* [TEXTE ÉTUDIÉ]:
Patrick Revelli, avec son maillot jaune et bleu et ses moustaches noires

"On ne se rendra pas !", c'est d'abord une couverture qui donne le ton. Avec une photo qui sent bon le foot des années 80. Patrick Revelli, avec son maillot jaune et bleu et ses moustaches noires, posé à la fraîche sur le capot de sa 604 Peugeot. Les crampons dans la neige. Toute la Franche-Comté en une image. 

Et c'est ce qui transpire du livre d'Alexis Weigel. Entre les souvenirs personnels, les pages sur les faits d'armes du FCSM et les réflexions sur le football moderne et ses dérives, "On ne se rendra pas !" est surtout un hommage au football ouvrier et à ses supporters. À cette petite ville dont le rythme cardiaque est calqué sur celui de Peugeot. Et à ses joueurs de foot, que le libraire croque avec tendresse, lui qui aura passé son enfance à glaner des autographes le long de la coursive du terrain d'entraînement de Chabaud. 

Sochaux, avec son vieux stade en tôle, sa piste d’athlétisme et ses sapins hauts cerclant ses tribunes maigrelettes et haillonneuses, surplombé de ses quatre pylônes projecteurs aux faisceaux de lumière fatigués, avait un aspect étrangement réconfortant pour le gamin de la campagne que j’étais, une écorce romantique et bricolée à l’arrache, sans pognon, sans strass ni paillettes, l’impression guillerette qu’Erwan Manac’h, Michaël Isabey, Maxence Flachez ou Sébastien Dallet étaient semblables à des voisins partis tâter vaillamment le cuir contre les stars marseillaises, les Köpke, Blanc, Makélélé, Dugarry, Ravanelli, ou les gloires parisiennes, Patrice Loko, Marco Simone, Paul Le Guen, Florian Maurice. Isabey, c’était le mec que tu croisais tous les jours à la supérette, en train de faire le plein à la station-service ou de tailler sa haie perché sur son escabeau, la tronche du quidam, zéro charisme, alors qu’il était en réalité l’un des plus grands orfèvres du championnat de France et rendait le double-six à n’importe quel dribbleur du pays. Dugarry, lui, était le mec de la télé, inaccessible, une créature éthérée sortie tout droit d’une galaxie lointaine, que des millions de gamins regardaient des étoiles dans les yeux.

Alexis Weigel

"On ne se rendra pas!"

"Comtois, rends-toi ! Nenni, ma foi !"

Ce livre ne va pas changer le cours de la vie d'Alexis Weigel. Ce qui ferait juste plaisir à l'auteur, c'est qu'une partie des supporters du FCSM se retrouve dans cet ouvrage. Ils ne devraient pas avoir de mal à plonger dans l'histoire des Lionceaux, tant les mots choisis par le libraire résonnent en tout Franc-Comtois.

* [DONNÉES AFFICHÉES]:
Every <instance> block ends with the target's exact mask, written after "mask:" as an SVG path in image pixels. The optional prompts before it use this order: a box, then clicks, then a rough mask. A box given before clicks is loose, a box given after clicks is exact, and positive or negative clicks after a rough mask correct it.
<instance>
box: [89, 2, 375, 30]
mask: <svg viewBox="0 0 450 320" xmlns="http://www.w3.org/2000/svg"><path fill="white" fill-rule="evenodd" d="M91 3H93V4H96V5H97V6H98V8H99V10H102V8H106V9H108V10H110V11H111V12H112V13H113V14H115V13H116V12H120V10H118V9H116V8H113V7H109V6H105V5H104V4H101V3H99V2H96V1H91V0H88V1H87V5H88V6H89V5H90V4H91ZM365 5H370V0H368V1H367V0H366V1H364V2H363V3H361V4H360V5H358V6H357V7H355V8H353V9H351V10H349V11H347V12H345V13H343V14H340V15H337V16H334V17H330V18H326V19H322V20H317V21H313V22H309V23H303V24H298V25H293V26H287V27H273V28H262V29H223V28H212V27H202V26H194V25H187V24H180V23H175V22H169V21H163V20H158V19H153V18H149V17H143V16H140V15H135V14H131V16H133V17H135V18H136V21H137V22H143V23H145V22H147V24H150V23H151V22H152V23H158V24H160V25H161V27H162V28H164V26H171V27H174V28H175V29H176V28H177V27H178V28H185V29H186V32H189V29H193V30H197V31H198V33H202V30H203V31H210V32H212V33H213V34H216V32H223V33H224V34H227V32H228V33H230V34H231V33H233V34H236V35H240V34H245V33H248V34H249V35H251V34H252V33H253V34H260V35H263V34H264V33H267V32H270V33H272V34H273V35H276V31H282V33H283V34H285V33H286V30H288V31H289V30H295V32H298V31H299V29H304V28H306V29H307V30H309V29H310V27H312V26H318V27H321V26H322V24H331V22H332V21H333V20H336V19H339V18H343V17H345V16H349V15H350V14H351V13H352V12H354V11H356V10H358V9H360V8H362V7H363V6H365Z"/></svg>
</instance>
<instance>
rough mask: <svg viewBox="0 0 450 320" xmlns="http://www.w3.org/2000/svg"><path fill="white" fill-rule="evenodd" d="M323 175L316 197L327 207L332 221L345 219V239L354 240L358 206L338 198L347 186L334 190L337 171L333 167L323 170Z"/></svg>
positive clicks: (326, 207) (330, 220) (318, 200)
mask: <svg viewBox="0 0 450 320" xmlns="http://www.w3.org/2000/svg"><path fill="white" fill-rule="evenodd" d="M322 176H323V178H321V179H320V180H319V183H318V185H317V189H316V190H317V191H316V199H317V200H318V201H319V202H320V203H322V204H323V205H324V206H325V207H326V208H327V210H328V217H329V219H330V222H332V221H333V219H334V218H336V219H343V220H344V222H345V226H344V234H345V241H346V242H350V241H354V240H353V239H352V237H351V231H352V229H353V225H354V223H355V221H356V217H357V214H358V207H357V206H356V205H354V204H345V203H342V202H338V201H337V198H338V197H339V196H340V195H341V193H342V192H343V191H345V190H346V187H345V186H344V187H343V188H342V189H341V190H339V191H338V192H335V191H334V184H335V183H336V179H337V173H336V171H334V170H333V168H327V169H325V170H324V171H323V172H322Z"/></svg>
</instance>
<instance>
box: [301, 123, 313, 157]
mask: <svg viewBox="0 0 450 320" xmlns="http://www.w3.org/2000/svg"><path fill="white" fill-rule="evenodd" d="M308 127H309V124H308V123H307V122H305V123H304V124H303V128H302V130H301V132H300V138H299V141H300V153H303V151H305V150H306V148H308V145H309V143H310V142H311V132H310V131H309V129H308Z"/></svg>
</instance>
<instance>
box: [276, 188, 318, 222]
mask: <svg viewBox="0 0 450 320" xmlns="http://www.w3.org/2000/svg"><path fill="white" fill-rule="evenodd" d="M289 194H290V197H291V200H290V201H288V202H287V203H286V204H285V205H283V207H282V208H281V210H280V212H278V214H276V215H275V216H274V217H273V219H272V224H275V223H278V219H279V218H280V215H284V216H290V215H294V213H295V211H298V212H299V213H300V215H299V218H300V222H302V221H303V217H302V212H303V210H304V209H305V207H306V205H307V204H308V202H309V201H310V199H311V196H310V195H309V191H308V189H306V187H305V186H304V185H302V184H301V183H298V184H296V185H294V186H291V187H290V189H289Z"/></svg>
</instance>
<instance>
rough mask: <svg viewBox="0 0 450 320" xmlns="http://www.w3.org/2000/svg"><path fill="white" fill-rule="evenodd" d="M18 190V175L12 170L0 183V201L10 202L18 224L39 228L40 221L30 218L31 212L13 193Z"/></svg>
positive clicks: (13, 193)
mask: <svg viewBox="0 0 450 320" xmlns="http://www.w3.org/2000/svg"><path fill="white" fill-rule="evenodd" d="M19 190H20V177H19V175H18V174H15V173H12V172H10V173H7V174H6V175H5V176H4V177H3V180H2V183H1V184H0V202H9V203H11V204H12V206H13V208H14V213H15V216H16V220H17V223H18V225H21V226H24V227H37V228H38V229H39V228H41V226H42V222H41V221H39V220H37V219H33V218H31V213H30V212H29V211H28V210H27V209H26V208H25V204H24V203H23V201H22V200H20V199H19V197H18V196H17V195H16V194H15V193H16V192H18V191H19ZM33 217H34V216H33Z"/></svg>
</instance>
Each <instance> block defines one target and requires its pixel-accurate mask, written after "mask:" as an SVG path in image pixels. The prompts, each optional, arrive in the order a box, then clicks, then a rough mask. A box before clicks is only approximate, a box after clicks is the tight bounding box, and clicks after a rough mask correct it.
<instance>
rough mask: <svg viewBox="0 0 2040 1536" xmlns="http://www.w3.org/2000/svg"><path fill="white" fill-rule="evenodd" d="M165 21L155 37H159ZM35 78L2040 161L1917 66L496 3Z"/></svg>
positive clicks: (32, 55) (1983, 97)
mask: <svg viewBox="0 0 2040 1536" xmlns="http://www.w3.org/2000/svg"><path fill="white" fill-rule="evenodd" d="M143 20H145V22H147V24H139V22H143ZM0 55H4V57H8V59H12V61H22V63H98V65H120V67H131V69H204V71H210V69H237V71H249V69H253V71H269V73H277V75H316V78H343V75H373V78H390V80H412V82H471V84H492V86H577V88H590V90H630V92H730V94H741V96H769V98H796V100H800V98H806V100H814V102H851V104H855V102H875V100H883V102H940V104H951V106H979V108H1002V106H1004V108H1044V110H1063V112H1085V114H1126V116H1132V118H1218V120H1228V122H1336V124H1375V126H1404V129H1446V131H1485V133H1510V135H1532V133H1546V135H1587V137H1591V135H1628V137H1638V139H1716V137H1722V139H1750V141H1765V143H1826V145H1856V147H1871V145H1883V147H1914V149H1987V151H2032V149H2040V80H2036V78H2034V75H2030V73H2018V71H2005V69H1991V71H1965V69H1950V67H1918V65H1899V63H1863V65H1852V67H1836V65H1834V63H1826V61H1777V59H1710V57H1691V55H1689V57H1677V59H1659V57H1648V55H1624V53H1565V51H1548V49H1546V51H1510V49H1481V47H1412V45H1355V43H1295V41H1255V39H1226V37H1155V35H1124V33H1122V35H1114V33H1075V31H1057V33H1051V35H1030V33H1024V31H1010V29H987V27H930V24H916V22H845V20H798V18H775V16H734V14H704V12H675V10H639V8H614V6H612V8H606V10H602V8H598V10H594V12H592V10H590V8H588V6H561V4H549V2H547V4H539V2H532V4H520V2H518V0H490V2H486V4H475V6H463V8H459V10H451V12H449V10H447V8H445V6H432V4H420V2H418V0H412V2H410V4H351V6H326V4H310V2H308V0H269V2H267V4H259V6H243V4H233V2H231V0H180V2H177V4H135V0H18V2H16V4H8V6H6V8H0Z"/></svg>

* [TÂCHES À RÉALISER]:
1/ Reproduisez, dans le texte étudié, le passage allant de « Et c'est ce » jusqu'à « d'entraînement de Chabaud. ».
2/ Selon le texte étudié, pourquoi les supporters du FCSM ne devraient-ils pas avoir de mal à plonger dans l'histoire des Lionceaux ? Répondez en une à trois phrases.

* [RÉPONSES PAR TÂCHE]:
1/
Et c'est ce qui transpire du livre d'Alexis Weigel. Entre les souvenirs personnels, les pages sur les faits d'armes du FCSM et les réflexions sur le football moderne et ses dérives, "On ne se rendra pas !" est surtout un hommage au football ouvrier et à ses supporters. À cette petite ville dont le rythme cardiaque est calqué sur celui de Peugeot. Et à ses joueurs de foot, que le libraire croque avec tendresse, lui qui aura passé son enfance à glaner des autographes le long de la coursive du terrain d'entraînement de Chabaud.

2/ Ils ne devraient pas avoir de mal parce que les mots choisis par le libraire résonnent en tout Franc-Comtois.